**TASK OBJECTIVE**
List every line in the entries below that contains the string "visible", matching case exactly.

========

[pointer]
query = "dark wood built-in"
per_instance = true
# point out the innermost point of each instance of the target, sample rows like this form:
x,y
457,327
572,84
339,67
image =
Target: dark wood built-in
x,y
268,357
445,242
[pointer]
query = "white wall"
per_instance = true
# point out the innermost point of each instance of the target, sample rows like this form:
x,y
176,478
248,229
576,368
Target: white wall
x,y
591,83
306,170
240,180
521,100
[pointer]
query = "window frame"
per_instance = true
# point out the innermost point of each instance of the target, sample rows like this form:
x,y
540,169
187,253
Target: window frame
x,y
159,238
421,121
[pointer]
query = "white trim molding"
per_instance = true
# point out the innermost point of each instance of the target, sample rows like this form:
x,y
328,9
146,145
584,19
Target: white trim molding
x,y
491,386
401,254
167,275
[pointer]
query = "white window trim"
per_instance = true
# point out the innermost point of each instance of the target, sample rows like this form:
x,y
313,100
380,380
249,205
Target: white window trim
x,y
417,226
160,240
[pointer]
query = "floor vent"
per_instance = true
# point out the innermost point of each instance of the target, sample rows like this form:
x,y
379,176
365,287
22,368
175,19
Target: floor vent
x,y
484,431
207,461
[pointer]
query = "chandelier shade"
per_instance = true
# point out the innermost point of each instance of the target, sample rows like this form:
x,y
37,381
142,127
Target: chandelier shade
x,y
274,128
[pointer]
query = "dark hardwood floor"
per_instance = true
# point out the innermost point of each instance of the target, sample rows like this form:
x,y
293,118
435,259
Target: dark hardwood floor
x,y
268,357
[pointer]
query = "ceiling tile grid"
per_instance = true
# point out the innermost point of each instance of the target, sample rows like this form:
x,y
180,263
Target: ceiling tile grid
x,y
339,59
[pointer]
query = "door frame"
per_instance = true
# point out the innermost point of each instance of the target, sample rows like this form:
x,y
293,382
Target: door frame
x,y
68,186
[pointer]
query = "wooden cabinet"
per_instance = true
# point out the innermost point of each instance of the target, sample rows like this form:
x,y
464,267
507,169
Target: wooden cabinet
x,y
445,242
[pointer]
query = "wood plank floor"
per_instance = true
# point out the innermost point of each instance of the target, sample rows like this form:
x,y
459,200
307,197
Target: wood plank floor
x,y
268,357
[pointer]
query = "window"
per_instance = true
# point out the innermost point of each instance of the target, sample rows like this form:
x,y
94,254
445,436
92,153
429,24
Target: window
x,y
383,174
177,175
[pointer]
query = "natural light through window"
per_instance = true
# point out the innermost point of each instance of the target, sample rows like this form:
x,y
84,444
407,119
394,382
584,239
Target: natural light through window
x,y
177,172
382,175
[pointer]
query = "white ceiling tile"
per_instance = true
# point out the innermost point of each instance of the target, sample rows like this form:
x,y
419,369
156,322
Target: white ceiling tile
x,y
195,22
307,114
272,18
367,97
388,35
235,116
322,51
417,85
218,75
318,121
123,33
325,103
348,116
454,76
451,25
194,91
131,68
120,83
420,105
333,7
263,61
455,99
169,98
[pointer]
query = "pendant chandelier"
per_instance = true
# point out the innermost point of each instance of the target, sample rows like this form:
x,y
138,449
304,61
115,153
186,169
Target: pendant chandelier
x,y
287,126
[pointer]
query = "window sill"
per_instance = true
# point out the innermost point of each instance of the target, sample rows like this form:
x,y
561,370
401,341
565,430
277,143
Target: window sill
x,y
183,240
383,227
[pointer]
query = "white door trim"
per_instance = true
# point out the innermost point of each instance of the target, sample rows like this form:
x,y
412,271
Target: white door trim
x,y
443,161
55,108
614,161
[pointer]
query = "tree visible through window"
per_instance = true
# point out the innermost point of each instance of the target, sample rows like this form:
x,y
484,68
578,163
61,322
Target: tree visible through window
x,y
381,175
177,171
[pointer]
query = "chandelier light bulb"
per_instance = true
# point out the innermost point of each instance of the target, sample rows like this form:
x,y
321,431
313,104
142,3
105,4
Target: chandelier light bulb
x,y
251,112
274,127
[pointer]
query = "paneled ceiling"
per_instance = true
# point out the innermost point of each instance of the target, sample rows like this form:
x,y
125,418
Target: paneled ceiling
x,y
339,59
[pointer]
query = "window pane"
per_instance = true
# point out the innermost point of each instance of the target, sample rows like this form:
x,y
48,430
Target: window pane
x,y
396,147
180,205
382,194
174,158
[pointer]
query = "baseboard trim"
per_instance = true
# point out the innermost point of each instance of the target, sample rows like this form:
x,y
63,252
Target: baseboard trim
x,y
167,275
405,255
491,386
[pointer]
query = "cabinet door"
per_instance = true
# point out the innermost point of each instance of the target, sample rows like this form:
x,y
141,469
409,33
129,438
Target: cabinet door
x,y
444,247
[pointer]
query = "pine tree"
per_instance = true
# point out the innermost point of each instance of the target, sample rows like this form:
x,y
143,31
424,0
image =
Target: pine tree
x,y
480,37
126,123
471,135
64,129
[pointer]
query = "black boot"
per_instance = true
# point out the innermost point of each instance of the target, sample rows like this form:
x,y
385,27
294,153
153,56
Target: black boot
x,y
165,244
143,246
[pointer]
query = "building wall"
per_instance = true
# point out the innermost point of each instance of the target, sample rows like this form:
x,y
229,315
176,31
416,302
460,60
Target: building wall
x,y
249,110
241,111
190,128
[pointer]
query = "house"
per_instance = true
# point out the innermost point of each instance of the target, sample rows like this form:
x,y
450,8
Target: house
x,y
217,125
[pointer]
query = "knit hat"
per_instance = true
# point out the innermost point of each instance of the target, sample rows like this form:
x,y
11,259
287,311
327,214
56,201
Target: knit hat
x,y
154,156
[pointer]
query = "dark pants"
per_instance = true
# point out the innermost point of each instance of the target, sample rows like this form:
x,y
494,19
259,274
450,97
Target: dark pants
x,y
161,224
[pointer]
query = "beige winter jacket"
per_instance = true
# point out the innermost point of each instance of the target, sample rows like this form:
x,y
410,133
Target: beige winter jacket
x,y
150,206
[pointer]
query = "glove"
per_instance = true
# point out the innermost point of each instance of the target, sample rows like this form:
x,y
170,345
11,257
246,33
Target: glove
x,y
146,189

========

**THE SOLUTION**
query = "tree visible through window"
Target: tree visible through window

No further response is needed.